[Collected data entries]
-=-=-=-=-

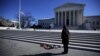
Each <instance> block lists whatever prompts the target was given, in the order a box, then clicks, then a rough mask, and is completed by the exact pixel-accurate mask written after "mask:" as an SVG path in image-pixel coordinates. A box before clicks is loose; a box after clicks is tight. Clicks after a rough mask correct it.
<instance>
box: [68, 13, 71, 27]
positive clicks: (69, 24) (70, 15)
mask: <svg viewBox="0 0 100 56" xmlns="http://www.w3.org/2000/svg"><path fill="white" fill-rule="evenodd" d="M68 19H69V26H71V21H72V19H71V11H69V18H68Z"/></svg>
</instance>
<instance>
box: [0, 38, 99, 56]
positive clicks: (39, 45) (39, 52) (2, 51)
mask: <svg viewBox="0 0 100 56" xmlns="http://www.w3.org/2000/svg"><path fill="white" fill-rule="evenodd" d="M62 51H63V48H59V49H52V50H45V49H43V48H42V47H40V45H38V44H34V43H27V42H21V41H15V40H8V39H1V38H0V56H99V55H100V53H96V52H91V51H84V50H77V49H69V53H68V54H60V53H61V52H62Z"/></svg>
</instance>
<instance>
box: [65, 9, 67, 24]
mask: <svg viewBox="0 0 100 56" xmlns="http://www.w3.org/2000/svg"><path fill="white" fill-rule="evenodd" d="M66 20H67V12H66V11H65V25H66Z"/></svg>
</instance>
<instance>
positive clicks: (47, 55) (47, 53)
mask: <svg viewBox="0 0 100 56" xmlns="http://www.w3.org/2000/svg"><path fill="white" fill-rule="evenodd" d="M56 55H63V54H62V53H40V54H33V55H20V56H56Z"/></svg>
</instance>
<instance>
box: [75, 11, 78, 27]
mask: <svg viewBox="0 0 100 56" xmlns="http://www.w3.org/2000/svg"><path fill="white" fill-rule="evenodd" d="M77 17H78V15H77V10H75V25H76V26H77Z"/></svg>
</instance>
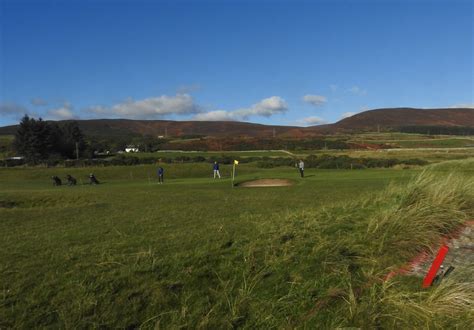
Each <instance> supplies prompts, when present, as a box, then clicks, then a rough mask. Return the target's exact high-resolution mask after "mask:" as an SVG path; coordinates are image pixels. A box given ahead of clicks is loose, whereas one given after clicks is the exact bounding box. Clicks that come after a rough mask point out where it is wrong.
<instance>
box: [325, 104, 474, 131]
mask: <svg viewBox="0 0 474 330" xmlns="http://www.w3.org/2000/svg"><path fill="white" fill-rule="evenodd" d="M331 126H332V127H333V128H334V127H336V128H338V129H350V130H361V129H376V128H378V126H380V127H383V128H384V129H387V128H399V127H403V126H448V127H451V126H464V127H474V109H469V108H446V109H415V108H391V109H375V110H369V111H364V112H361V113H358V114H356V115H354V116H352V117H349V118H345V119H343V120H340V121H338V122H337V123H335V124H333V125H331Z"/></svg>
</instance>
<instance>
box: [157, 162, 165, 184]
mask: <svg viewBox="0 0 474 330" xmlns="http://www.w3.org/2000/svg"><path fill="white" fill-rule="evenodd" d="M164 181H165V170H164V169H163V167H161V166H160V167H158V183H159V184H163V182H164Z"/></svg>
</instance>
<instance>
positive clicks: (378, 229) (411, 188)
mask: <svg viewBox="0 0 474 330" xmlns="http://www.w3.org/2000/svg"><path fill="white" fill-rule="evenodd" d="M374 202H375V203H378V204H380V205H382V206H383V208H381V209H380V210H379V211H378V212H375V213H374V214H372V215H371V216H370V220H369V225H368V229H367V232H368V235H367V238H368V239H370V240H376V241H377V242H378V246H379V248H378V252H379V253H382V254H383V253H390V251H397V253H400V256H403V257H406V256H407V255H410V254H413V253H414V252H417V251H420V250H421V249H431V248H436V247H437V246H436V244H434V243H435V242H436V241H438V240H439V237H440V235H445V234H448V233H449V232H450V231H452V230H453V229H454V228H455V227H457V226H459V225H461V224H462V223H464V222H465V221H466V220H468V219H469V218H470V217H472V216H473V215H474V181H473V180H469V179H466V177H465V176H458V175H454V174H450V175H447V176H442V177H439V176H438V177H437V175H436V173H431V172H426V171H425V172H423V173H422V174H421V175H419V176H418V177H417V178H416V179H415V180H413V181H411V182H410V183H408V184H407V185H406V186H403V187H402V186H391V187H389V188H388V189H387V190H386V191H384V193H382V194H380V195H379V196H378V197H377V199H376V200H375V201H374Z"/></svg>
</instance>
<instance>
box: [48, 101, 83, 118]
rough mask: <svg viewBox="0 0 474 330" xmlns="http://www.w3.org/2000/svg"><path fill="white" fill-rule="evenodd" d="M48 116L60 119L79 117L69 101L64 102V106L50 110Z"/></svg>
mask: <svg viewBox="0 0 474 330" xmlns="http://www.w3.org/2000/svg"><path fill="white" fill-rule="evenodd" d="M48 117H50V118H52V119H58V120H66V119H74V118H77V116H76V115H75V114H74V112H73V111H72V105H71V103H69V102H64V104H63V106H62V107H59V108H55V109H50V110H48Z"/></svg>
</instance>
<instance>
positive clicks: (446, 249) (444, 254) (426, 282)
mask: <svg viewBox="0 0 474 330" xmlns="http://www.w3.org/2000/svg"><path fill="white" fill-rule="evenodd" d="M448 251H449V248H448V247H447V246H446V245H443V246H442V247H441V248H440V249H439V251H438V255H437V256H436V258H435V260H434V261H433V264H432V265H431V267H430V270H429V271H428V274H426V277H425V278H424V279H423V287H424V288H428V287H430V286H431V283H433V280H434V278H435V276H436V274H437V273H438V269H439V267H440V266H441V264H442V263H443V260H444V258H445V257H446V254H447V253H448Z"/></svg>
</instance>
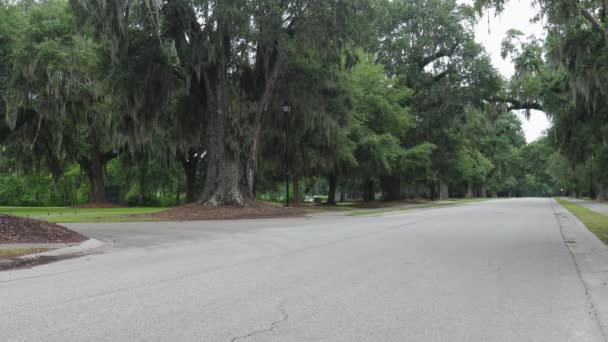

-=-=-=-=-

Work required: Every line above in which the word "given" is present must be copied into the answer.

Task result:
Each <instance> block lists whatever prompts the target was given, in the order a box, then clicks, then a rough mask, and is completed by the exact pixel-accurate mask written after "mask:" as an SVG path in image-pixel coordinates. A box before clicks is loose; a box after clicks is tight. Clicks after a rough mask correct it.
Each <instance> supplies prompts, when present, as a box, then clicks, then a rough mask. Return the target's exact high-resolution mask after "mask:" as an SVG path; coordinates are image pixels. A box given ahead of clicks is loose, whereas one given after clicks is the exact bounding box. Clicks that come after a rough mask point out where it is wrong.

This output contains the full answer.